## [Sayfa Alıntısı]
110- V.U.K?na göre, bilanço esasında tutulacak defterleri belirtip kısaca açıklayınız.
Bilanço esasında aşağıdaki defterler tutulur:
a) Yevmiye defteri;
b) Defteri kebir;
c) Envanter defteri (Mevcudat ve muvazene defteri);

Yevmiye defteri, kayda geçirilmesi icabeden muamelelerin tarih sırasıyla ve madde halinde tertipli olarak yazıldığı defterdir.
Yevmiye defteri ciltli ve sahifeleri müteselsil sıra numaralı olur. Mükellefler diledikleri takdirde yevmiye defteri ve tutulması zorunlu diğer defterlerini müteharrik yapraklı olarak kullanabilir.

Defteri kebir, yevmiye defterine geçirilmiş olan muameleleri buradan alarak usulüne göre hesaplara dağıtan ve tasnifli olarak bu hesaplarda toplayan defterdir.

Envanter defterine işe başlama tarihinde ve müteakiben her hesap döneminin sonunda çıkarılan envanterler ve bilançolar kaydolunur ve bu tarihe "Bilanço günü" denir. Envanter defteri ciltli ve sayfaları müteselsil sıra numaralı olur.

## [Yazılı Görev]
Yukarıdaki bilanço esası defterleriyle ilgili metne göre, envanterlerin ve bilançoların envanter defterine kaydedildiği tarihe ne ad verilir?

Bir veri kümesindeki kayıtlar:
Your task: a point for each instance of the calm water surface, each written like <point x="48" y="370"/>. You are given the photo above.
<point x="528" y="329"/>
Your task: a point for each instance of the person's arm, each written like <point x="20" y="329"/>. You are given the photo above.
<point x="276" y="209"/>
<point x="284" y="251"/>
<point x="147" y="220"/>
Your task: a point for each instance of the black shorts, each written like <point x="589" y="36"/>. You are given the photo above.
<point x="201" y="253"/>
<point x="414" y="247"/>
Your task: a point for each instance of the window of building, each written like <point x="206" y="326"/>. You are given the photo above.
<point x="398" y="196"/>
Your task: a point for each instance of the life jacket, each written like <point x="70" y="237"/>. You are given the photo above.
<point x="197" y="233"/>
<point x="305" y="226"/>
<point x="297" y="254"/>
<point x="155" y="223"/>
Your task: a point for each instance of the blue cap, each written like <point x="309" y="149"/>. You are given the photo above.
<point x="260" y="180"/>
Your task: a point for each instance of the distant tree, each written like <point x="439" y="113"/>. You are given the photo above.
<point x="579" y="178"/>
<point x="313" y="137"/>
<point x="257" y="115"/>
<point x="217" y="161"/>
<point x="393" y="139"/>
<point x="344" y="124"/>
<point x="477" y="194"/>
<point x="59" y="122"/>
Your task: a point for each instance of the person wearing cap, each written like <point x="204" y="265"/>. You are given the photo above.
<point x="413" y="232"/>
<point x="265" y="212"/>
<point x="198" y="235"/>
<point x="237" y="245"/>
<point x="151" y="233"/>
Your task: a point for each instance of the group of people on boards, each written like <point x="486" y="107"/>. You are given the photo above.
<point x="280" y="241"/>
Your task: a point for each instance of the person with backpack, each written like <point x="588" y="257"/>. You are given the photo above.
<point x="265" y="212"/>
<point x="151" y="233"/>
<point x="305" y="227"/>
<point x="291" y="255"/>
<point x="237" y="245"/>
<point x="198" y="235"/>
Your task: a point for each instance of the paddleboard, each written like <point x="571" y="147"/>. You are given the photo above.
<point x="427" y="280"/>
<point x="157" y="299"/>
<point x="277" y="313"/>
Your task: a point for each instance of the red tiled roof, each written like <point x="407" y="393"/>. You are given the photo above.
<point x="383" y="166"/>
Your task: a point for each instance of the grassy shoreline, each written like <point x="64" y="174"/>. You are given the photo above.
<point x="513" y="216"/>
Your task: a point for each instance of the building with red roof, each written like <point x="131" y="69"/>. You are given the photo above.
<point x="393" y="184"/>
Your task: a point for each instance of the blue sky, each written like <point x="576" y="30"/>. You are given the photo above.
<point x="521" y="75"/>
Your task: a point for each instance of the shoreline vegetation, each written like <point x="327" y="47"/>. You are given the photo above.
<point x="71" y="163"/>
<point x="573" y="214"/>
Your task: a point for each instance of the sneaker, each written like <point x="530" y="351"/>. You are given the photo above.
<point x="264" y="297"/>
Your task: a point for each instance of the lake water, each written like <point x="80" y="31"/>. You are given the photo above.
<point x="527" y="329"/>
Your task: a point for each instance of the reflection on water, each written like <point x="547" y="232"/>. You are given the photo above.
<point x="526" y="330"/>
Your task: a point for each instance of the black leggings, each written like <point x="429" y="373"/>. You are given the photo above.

## [Alıştırmanın Yanıtı]
Bu tarihe "Bilanço günü" denir.